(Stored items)
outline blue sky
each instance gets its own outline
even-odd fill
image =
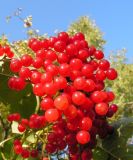
[[[0,35],[5,33],[12,41],[26,36],[19,20],[5,21],[19,7],[23,17],[33,16],[34,28],[49,35],[55,29],[66,30],[80,16],[90,16],[104,32],[106,55],[125,47],[133,63],[133,0],[1,0]]]

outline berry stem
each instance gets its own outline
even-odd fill
[[[39,108],[40,108],[40,99],[39,99],[39,96],[36,96],[36,109],[35,109],[35,113],[38,113],[39,111]]]
[[[0,75],[6,76],[6,77],[12,77],[12,75],[9,75],[9,74],[6,74],[6,73],[0,73]]]
[[[110,156],[112,156],[114,159],[119,160],[119,158],[117,156],[115,156],[113,153],[111,153],[110,151],[108,151],[107,149],[103,148],[101,145],[97,145],[97,147],[99,147],[100,149],[102,149],[104,152],[108,153]]]

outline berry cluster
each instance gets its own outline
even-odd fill
[[[11,59],[10,70],[18,76],[10,78],[8,86],[20,91],[32,84],[33,93],[40,97],[42,114],[21,119],[15,113],[8,120],[18,121],[22,133],[42,130],[46,155],[68,147],[71,160],[91,159],[96,136],[105,138],[113,132],[107,118],[116,113],[117,105],[110,104],[115,95],[105,90],[104,81],[115,80],[116,70],[101,50],[88,45],[82,33],[32,38],[27,45],[35,56],[24,54],[20,59]],[[23,158],[30,156],[20,142],[14,142],[14,150]],[[33,149],[31,156],[38,153]]]
[[[0,45],[0,56],[6,55],[8,58],[12,58],[14,56],[13,51],[10,49],[10,46],[5,45],[1,46]]]

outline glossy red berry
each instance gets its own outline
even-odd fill
[[[110,68],[106,72],[106,76],[109,80],[115,80],[118,76],[117,71],[113,68]]]
[[[59,118],[59,112],[57,109],[48,109],[45,112],[45,118],[48,122],[55,122]]]
[[[64,41],[58,40],[54,44],[54,49],[57,52],[63,52],[66,48],[66,43]]]
[[[96,104],[95,111],[100,116],[106,115],[108,112],[108,104],[104,102]]]
[[[72,94],[72,101],[76,105],[84,104],[85,100],[86,100],[85,94],[80,91],[76,91]]]
[[[90,134],[87,131],[79,131],[76,135],[76,139],[80,144],[86,144],[90,141]]]
[[[96,59],[100,60],[104,57],[104,54],[103,54],[102,51],[97,50],[97,51],[95,51],[94,56],[95,56]]]
[[[54,100],[54,105],[59,110],[66,110],[69,106],[69,102],[67,97],[65,96],[58,96]]]

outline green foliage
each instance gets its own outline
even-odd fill
[[[111,88],[118,104],[119,111],[115,118],[133,115],[133,64],[126,63],[126,50],[122,49],[110,55],[110,62],[118,71],[115,82],[107,81],[107,88]]]
[[[32,93],[30,85],[21,91],[13,91],[8,88],[8,79],[11,72],[7,68],[8,62],[5,62],[1,67],[0,75],[0,102],[10,108],[10,112],[19,112],[23,117],[29,117],[36,107],[36,98]]]
[[[103,33],[87,16],[80,17],[68,28],[68,33],[70,35],[73,35],[76,32],[84,33],[88,44],[94,45],[99,49],[103,48],[103,45],[105,44],[105,40],[103,39]]]

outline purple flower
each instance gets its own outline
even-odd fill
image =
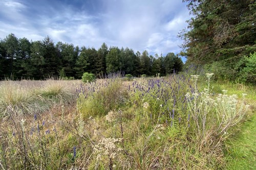
[[[37,124],[37,131],[39,132],[40,132],[40,128],[39,127],[39,124]]]
[[[73,148],[73,157],[75,158],[76,156],[76,147]]]

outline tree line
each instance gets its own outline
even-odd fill
[[[134,76],[164,76],[181,70],[183,62],[177,55],[150,55],[128,47],[119,48],[103,43],[99,48],[79,47],[58,42],[49,36],[41,41],[17,38],[10,34],[0,40],[0,79],[44,79],[50,76],[80,79],[83,72],[105,74],[122,71]]]
[[[220,78],[255,83],[256,1],[183,1],[193,16],[179,35],[186,65],[206,65]]]

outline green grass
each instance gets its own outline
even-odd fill
[[[234,129],[234,133],[225,142],[225,157],[226,169],[256,169],[256,90],[255,87],[229,82],[212,83],[214,91],[222,93],[222,89],[228,90],[228,94],[237,94],[241,98],[242,93],[247,93],[246,102],[253,110],[246,120]],[[253,111],[253,109],[254,110]]]
[[[234,137],[227,140],[227,169],[256,169],[256,114],[241,125]]]

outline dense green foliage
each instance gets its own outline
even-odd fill
[[[146,51],[135,54],[131,48],[108,47],[104,43],[98,50],[74,46],[47,36],[41,41],[18,39],[13,34],[0,40],[0,79],[44,79],[49,76],[80,79],[85,72],[95,75],[117,71],[138,77],[142,74],[162,76],[181,71],[181,59],[174,53],[155,57]],[[167,57],[168,59],[164,60]],[[164,61],[165,64],[163,64]]]
[[[95,81],[95,76],[92,73],[84,72],[82,76],[82,81],[83,83],[88,83]]]
[[[240,76],[244,72],[237,63],[256,51],[256,2],[244,1],[183,0],[193,15],[188,30],[179,36],[184,40],[181,54],[187,64],[208,64],[219,68],[219,78],[251,82],[254,78]],[[213,71],[215,69],[211,68]],[[215,72],[216,75],[218,72]]]

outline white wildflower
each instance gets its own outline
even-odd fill
[[[210,79],[213,75],[213,73],[206,73],[206,77],[208,79]]]
[[[148,103],[147,102],[145,102],[143,103],[143,107],[144,109],[147,109],[147,108],[148,108],[148,107],[150,106],[150,104],[148,104]]]
[[[227,92],[227,90],[222,90],[222,92],[223,92],[224,94],[225,94]]]
[[[106,115],[106,119],[109,122],[114,122],[116,118],[116,112],[115,111],[110,111]]]
[[[191,77],[197,79],[199,77],[199,75],[191,75]]]
[[[101,139],[93,148],[94,153],[97,154],[97,159],[101,160],[104,156],[107,156],[108,158],[114,159],[122,151],[121,148],[117,147],[116,143],[119,143],[122,140],[122,138]]]
[[[160,129],[160,130],[164,130],[164,127],[162,124],[157,124],[156,126],[156,129]]]

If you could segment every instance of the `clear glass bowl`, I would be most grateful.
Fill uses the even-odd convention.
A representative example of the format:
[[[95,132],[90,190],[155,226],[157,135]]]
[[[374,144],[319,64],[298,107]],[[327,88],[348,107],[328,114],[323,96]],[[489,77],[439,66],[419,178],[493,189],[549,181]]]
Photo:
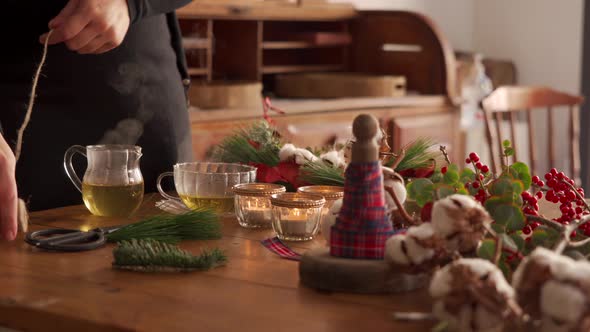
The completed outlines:
[[[256,167],[213,162],[192,162],[174,165],[174,172],[158,178],[158,191],[168,199],[161,187],[166,176],[174,177],[174,186],[180,200],[190,209],[211,208],[220,214],[234,213],[233,186],[256,181]]]

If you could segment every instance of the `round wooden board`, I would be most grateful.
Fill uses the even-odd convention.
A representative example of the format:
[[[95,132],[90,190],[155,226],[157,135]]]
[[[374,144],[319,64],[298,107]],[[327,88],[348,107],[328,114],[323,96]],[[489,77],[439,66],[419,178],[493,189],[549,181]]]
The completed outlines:
[[[383,260],[332,257],[328,248],[303,255],[299,278],[305,286],[319,290],[364,294],[409,292],[429,282],[426,274],[400,273]]]

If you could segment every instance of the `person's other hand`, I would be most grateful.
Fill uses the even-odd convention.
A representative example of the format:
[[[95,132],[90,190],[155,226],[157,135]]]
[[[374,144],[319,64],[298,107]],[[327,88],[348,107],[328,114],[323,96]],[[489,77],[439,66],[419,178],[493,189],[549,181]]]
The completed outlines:
[[[129,29],[127,0],[69,0],[49,29],[49,45],[65,42],[80,54],[108,52],[121,45]],[[39,41],[45,39],[47,33]]]
[[[16,160],[0,135],[0,238],[14,240],[17,231],[18,195],[15,178]]]

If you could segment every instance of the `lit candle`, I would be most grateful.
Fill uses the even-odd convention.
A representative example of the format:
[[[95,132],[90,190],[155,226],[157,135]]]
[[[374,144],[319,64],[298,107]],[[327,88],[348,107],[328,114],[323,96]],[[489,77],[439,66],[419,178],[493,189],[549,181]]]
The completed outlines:
[[[249,208],[246,212],[246,218],[252,224],[269,224],[272,219],[270,207],[268,208]]]
[[[271,196],[272,227],[281,240],[308,241],[319,229],[323,196],[308,193],[282,193]]]
[[[305,213],[301,213],[299,209],[289,211],[289,215],[283,218],[281,227],[283,232],[289,235],[307,235],[308,217]]]
[[[270,196],[285,192],[285,187],[270,183],[248,183],[233,187],[236,194],[236,217],[240,226],[268,228],[272,226]]]

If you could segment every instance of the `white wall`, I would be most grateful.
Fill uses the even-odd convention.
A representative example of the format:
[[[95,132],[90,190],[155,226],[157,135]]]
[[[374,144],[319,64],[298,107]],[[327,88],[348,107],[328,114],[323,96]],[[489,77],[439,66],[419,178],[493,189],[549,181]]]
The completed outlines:
[[[360,9],[404,9],[434,20],[455,50],[481,52],[516,64],[518,83],[580,93],[584,0],[331,0]],[[556,144],[567,142],[566,117],[557,117]],[[536,128],[546,126],[535,119]],[[585,128],[582,128],[584,130]],[[519,143],[526,145],[526,142]],[[537,130],[540,157],[546,137]],[[559,145],[560,160],[567,149]],[[565,167],[566,165],[560,165]]]
[[[580,91],[584,0],[476,1],[474,49],[511,59],[521,84]]]
[[[430,16],[456,50],[473,48],[474,3],[481,0],[330,0],[359,9],[411,10]]]
[[[474,50],[512,60],[519,84],[580,93],[584,0],[478,0],[474,9]],[[556,110],[560,111],[565,110]],[[554,141],[560,168],[565,168],[569,160],[563,144],[569,141],[567,121],[566,116],[556,116]],[[544,114],[535,118],[535,128],[546,125]],[[543,130],[537,130],[535,136],[537,154],[546,168],[546,136]]]

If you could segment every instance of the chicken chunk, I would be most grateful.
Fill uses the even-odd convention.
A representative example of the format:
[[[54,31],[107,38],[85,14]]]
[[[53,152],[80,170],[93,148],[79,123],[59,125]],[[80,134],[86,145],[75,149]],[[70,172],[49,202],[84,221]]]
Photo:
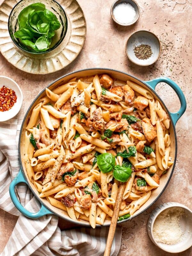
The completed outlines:
[[[159,184],[159,177],[158,175],[155,173],[151,177],[153,180],[157,183],[157,184]]]
[[[133,102],[133,106],[139,110],[142,111],[148,105],[149,101],[143,96],[138,96]]]
[[[112,93],[117,95],[122,98],[124,96],[122,87],[121,85],[116,85],[113,86],[112,88],[109,89],[109,91]]]
[[[142,152],[144,149],[145,143],[146,143],[146,140],[140,140],[136,145],[137,151],[140,153]]]
[[[125,102],[130,106],[133,105],[133,100],[135,96],[135,93],[132,89],[126,84],[123,87],[125,96]]]
[[[151,142],[156,137],[157,133],[150,119],[148,118],[143,118],[142,121],[142,125],[145,138],[149,142]]]
[[[113,80],[107,74],[102,75],[99,80],[101,86],[107,89],[111,87],[113,83]]]
[[[112,113],[110,114],[110,119],[115,119],[116,120],[119,121],[122,117],[122,113]]]
[[[71,195],[68,195],[67,196],[63,197],[61,200],[61,202],[66,207],[71,207],[76,201],[76,199]]]
[[[84,195],[81,198],[80,204],[84,209],[89,209],[91,204],[91,197],[90,195]]]
[[[77,175],[75,175],[75,176],[66,175],[65,176],[65,181],[69,187],[72,187],[75,184],[77,177]]]

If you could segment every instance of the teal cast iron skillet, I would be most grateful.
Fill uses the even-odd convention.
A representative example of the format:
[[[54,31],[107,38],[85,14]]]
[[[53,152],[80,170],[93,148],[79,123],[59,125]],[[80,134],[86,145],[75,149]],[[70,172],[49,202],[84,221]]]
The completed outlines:
[[[174,82],[169,78],[160,77],[153,80],[147,82],[142,81],[137,78],[122,71],[118,71],[108,68],[92,68],[83,69],[75,71],[65,75],[57,79],[47,86],[50,90],[58,85],[64,84],[68,81],[75,77],[80,77],[83,76],[90,76],[96,74],[107,73],[114,78],[126,81],[131,80],[136,83],[148,89],[152,94],[155,99],[158,99],[161,102],[164,109],[168,114],[170,119],[170,125],[169,128],[170,136],[171,140],[171,156],[174,159],[174,163],[169,169],[167,173],[163,175],[161,178],[159,187],[154,190],[151,193],[151,195],[148,200],[141,208],[135,213],[135,214],[131,216],[129,219],[122,220],[121,222],[125,221],[138,216],[143,212],[150,207],[160,196],[167,185],[172,174],[175,164],[177,156],[177,138],[175,126],[179,119],[181,117],[185,111],[186,107],[186,100],[183,93],[178,85]],[[162,100],[155,92],[155,89],[157,84],[160,82],[165,83],[170,85],[175,91],[180,103],[180,108],[179,110],[175,113],[169,111]],[[90,226],[89,223],[83,220],[72,220],[64,211],[58,209],[52,206],[46,199],[41,198],[38,196],[38,194],[35,189],[33,184],[29,180],[25,170],[23,160],[23,138],[25,128],[26,125],[27,120],[30,115],[32,109],[36,105],[39,99],[45,95],[45,88],[44,89],[32,103],[25,115],[21,128],[19,144],[19,150],[20,159],[21,163],[21,169],[16,177],[12,181],[10,186],[9,191],[10,195],[13,202],[16,207],[23,214],[27,217],[31,218],[36,218],[41,217],[45,214],[53,214],[63,218],[68,221],[84,226]],[[19,183],[24,182],[29,186],[32,192],[37,199],[40,202],[41,206],[37,212],[32,213],[25,209],[20,204],[16,196],[15,191],[15,186]],[[109,226],[109,220],[106,220],[103,226]],[[100,226],[98,225],[97,226]]]

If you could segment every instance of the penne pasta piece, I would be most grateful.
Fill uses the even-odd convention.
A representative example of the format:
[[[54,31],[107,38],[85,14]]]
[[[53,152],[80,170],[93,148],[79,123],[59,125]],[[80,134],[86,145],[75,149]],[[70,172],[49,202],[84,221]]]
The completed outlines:
[[[40,109],[41,108],[42,103],[40,102],[34,107],[31,113],[29,121],[26,127],[26,129],[29,129],[35,126],[37,121]]]

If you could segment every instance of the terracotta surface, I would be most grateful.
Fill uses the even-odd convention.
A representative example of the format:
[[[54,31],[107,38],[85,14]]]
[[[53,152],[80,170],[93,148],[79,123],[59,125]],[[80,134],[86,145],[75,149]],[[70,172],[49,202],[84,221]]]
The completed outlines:
[[[46,76],[32,75],[21,71],[9,63],[0,55],[0,74],[15,80],[23,90],[24,101],[19,113],[23,116],[33,99],[55,79],[69,72],[93,67],[121,70],[147,81],[160,76],[170,77],[180,85],[186,96],[186,111],[176,126],[178,150],[173,174],[167,188],[155,204],[144,213],[122,225],[123,231],[118,256],[171,256],[151,242],[146,225],[150,213],[162,203],[177,202],[192,208],[191,198],[191,100],[192,71],[191,35],[192,0],[139,0],[141,15],[137,22],[128,28],[114,23],[110,15],[111,0],[79,0],[87,23],[87,35],[83,50],[76,60],[67,68]],[[0,0],[0,3],[2,0]],[[129,62],[124,51],[128,37],[137,30],[150,30],[160,39],[162,52],[154,65],[137,67]],[[157,91],[169,109],[178,110],[180,106],[176,94],[169,86],[159,85]],[[17,218],[0,211],[0,251],[8,241]],[[60,220],[62,228],[70,225]],[[175,256],[192,255],[192,248]]]

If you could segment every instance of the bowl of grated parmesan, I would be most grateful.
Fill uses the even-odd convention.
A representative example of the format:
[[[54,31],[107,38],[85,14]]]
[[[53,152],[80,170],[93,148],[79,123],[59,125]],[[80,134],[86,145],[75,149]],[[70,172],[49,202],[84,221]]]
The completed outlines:
[[[178,203],[166,203],[156,208],[148,220],[152,242],[165,252],[180,252],[192,245],[192,211]]]

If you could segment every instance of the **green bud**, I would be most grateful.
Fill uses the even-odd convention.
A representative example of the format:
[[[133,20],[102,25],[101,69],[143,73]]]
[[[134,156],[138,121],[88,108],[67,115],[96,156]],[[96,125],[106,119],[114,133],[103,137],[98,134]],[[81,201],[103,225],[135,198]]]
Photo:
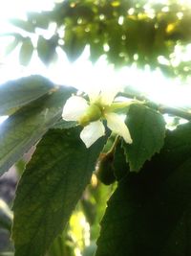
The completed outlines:
[[[91,105],[84,115],[79,119],[79,124],[85,127],[91,122],[99,120],[101,115],[102,113],[100,107],[96,105]]]
[[[96,176],[105,185],[110,185],[116,181],[113,161],[113,153],[103,153],[99,157],[99,161],[96,166]]]

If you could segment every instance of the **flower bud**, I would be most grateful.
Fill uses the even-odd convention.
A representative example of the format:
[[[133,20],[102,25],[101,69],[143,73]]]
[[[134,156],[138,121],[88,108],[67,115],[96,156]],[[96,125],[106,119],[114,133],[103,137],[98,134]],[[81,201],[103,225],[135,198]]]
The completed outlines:
[[[87,108],[86,112],[80,117],[78,122],[81,126],[85,127],[91,122],[99,120],[101,115],[100,107],[94,104]]]

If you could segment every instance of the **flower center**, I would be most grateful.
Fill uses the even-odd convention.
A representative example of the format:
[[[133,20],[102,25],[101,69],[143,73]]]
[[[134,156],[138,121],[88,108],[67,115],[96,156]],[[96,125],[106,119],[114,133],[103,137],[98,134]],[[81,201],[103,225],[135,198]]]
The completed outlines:
[[[86,112],[80,117],[78,122],[79,125],[85,127],[91,122],[99,120],[101,116],[102,111],[100,106],[96,104],[93,104],[88,106]]]

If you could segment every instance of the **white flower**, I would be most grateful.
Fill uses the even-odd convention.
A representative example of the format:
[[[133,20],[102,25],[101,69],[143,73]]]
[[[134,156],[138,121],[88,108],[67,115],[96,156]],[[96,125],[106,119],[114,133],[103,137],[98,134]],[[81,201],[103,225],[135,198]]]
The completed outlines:
[[[63,107],[62,118],[66,121],[77,121],[84,127],[80,138],[86,147],[91,147],[98,138],[105,134],[105,127],[101,120],[106,119],[107,127],[115,133],[123,137],[126,143],[132,143],[128,128],[119,114],[114,112],[115,97],[118,88],[94,87],[87,91],[89,101],[81,96],[72,96]],[[119,108],[123,103],[119,104]],[[123,105],[124,106],[124,105]]]

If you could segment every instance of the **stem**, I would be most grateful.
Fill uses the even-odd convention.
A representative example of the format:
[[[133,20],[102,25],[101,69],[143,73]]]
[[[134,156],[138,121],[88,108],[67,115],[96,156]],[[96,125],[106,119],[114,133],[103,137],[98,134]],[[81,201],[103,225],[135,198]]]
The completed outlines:
[[[132,93],[119,93],[118,96],[126,97],[130,99],[137,99],[138,101],[145,102],[146,105],[153,105],[155,108],[162,114],[170,114],[170,115],[174,115],[174,116],[191,121],[191,112],[182,110],[180,108],[171,107],[171,106],[167,106],[167,105],[160,105],[160,104],[158,105],[150,101],[148,98],[144,96],[135,95]]]

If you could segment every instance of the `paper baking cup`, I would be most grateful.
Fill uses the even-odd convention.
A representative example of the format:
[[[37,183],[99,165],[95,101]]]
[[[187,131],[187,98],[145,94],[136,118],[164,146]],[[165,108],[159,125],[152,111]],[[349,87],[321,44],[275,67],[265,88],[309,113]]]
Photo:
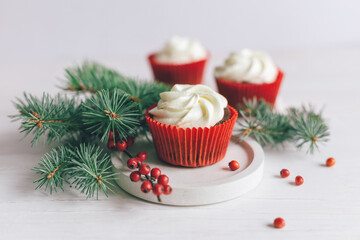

SET EXERCISE
Can you pull out every line in the rows above that contains the word "berry"?

RESPONSE BELOW
outline berry stem
outline berry cluster
outline glossy red berry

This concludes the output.